**TASK PROMPT**: Edit the rows below that start with the one containing "Task: point out every instance of the distant" and run through the last row, replacing "plume" with "column". Give back only those rows, with everything else unchanged.

......

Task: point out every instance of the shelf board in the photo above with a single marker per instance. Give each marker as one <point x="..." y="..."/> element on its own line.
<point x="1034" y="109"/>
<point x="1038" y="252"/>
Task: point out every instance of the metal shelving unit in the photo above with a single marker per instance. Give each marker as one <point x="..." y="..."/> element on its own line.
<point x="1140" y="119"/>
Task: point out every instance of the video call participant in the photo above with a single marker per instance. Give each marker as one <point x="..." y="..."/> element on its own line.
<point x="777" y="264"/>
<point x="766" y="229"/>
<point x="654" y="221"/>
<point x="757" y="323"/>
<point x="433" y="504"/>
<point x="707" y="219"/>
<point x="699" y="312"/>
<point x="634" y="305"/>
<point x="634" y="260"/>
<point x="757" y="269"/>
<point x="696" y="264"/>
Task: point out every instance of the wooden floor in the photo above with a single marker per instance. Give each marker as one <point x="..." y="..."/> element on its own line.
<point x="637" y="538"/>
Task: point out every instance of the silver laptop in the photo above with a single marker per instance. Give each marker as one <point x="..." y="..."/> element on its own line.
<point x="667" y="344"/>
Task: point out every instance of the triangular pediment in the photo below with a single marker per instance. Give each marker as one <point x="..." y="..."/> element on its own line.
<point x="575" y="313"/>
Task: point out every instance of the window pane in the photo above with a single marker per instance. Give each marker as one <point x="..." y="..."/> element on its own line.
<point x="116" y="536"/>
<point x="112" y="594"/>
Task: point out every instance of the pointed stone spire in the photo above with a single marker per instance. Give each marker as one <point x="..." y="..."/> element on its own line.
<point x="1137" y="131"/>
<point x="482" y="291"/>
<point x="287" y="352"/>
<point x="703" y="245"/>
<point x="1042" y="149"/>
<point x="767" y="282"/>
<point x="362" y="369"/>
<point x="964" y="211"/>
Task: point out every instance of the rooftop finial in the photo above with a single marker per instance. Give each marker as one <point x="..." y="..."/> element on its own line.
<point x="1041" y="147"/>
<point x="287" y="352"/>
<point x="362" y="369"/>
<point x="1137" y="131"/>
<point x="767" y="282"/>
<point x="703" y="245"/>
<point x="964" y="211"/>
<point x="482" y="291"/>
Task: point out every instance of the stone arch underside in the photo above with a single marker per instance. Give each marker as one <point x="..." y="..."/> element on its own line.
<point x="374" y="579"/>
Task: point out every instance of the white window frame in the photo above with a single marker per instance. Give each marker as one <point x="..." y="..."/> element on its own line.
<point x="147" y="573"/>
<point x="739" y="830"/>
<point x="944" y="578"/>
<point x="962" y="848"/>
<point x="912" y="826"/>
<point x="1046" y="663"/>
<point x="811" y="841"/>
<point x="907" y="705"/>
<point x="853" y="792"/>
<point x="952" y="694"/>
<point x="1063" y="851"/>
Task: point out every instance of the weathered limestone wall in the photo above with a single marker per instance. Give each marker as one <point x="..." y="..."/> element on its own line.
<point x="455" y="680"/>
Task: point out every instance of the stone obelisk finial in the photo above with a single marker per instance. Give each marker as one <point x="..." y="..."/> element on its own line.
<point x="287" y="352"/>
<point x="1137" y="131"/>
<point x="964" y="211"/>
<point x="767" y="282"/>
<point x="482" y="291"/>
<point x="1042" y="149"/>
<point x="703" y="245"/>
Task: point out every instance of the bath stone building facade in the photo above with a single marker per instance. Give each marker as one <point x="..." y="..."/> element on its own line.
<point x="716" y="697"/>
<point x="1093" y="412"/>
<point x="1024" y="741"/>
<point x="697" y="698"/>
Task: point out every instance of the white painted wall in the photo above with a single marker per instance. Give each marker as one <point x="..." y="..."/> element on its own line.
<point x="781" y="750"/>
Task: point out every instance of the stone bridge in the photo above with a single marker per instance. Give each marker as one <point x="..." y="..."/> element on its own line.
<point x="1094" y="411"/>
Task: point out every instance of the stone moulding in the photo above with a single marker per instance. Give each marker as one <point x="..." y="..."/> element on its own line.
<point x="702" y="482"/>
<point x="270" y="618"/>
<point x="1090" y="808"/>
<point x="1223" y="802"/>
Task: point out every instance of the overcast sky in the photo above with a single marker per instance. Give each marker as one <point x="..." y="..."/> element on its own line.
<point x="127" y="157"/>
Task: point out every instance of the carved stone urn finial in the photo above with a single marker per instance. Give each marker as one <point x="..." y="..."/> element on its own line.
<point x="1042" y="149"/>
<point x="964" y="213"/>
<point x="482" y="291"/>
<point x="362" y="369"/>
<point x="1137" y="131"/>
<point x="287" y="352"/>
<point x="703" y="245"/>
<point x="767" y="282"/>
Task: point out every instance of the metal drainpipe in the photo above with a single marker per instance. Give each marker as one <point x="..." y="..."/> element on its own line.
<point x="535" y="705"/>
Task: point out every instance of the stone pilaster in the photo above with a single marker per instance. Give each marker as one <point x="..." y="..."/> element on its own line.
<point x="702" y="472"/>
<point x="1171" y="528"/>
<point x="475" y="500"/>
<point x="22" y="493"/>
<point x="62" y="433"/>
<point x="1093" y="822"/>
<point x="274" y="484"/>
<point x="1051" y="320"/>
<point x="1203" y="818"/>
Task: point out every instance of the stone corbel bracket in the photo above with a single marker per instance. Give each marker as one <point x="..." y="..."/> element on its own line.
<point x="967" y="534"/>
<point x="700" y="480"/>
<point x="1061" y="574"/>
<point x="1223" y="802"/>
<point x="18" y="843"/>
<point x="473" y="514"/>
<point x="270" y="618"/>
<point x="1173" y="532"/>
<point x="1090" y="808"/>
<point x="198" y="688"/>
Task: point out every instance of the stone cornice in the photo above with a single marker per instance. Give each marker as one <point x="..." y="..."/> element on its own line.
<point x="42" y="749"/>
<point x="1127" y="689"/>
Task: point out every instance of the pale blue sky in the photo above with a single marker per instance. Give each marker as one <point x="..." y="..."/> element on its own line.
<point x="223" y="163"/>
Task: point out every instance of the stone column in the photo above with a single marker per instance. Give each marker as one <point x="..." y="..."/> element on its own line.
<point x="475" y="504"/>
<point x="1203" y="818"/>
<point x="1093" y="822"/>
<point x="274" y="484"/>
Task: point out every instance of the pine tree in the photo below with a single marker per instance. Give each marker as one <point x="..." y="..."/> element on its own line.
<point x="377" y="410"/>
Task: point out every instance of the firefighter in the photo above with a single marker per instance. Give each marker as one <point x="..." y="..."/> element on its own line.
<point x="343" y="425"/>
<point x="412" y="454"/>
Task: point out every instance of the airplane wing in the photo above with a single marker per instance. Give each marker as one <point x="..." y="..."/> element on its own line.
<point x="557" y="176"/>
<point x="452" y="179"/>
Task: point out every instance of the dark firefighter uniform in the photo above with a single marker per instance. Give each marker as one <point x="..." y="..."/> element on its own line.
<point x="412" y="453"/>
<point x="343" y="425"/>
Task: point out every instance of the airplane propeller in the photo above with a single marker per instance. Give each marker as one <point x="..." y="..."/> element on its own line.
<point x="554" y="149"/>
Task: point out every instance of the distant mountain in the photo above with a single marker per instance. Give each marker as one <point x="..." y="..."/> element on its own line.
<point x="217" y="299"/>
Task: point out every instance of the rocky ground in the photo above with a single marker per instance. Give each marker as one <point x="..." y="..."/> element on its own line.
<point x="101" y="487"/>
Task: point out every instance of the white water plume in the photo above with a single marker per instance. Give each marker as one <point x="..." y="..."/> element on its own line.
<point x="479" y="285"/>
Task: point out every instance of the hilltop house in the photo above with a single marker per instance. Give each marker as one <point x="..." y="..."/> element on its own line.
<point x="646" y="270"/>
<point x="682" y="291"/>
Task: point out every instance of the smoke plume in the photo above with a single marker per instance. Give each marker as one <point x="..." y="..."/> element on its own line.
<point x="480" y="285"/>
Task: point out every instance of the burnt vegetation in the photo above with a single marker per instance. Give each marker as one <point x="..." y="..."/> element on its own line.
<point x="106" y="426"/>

......

**ANSWER FOR THE TASK**:
Task: point out every instance of the distant mountain in the photo above with a single marker per instance. Give each marker as one <point x="..." y="..."/> element on its own line.
<point x="217" y="299"/>
Task: point out every instance of the rocky ground in the photo above with a single marker per instance. Give each marker as one <point x="..." y="..."/> element on its own line.
<point x="101" y="487"/>
Task: point out every instance of the white water column in the photo above with a single marker per instance. Give each marker as one <point x="..." y="..."/> element on its own line.
<point x="479" y="285"/>
Task: point out every instance of the hilltop house in the photo above with a single marker per instance. Give each marker as one <point x="..." y="..."/> element on its own line.
<point x="646" y="270"/>
<point x="682" y="291"/>
Task: point out every instance of the smoke column in the photo above with a single marker per instance. Give each marker as one <point x="..." y="..."/> element on its own line.
<point x="480" y="285"/>
Task: point out every instance of the burnt vegetation in the photo above with a single marker per instance. Give each marker as one <point x="..." y="..."/> element on its own line.
<point x="106" y="426"/>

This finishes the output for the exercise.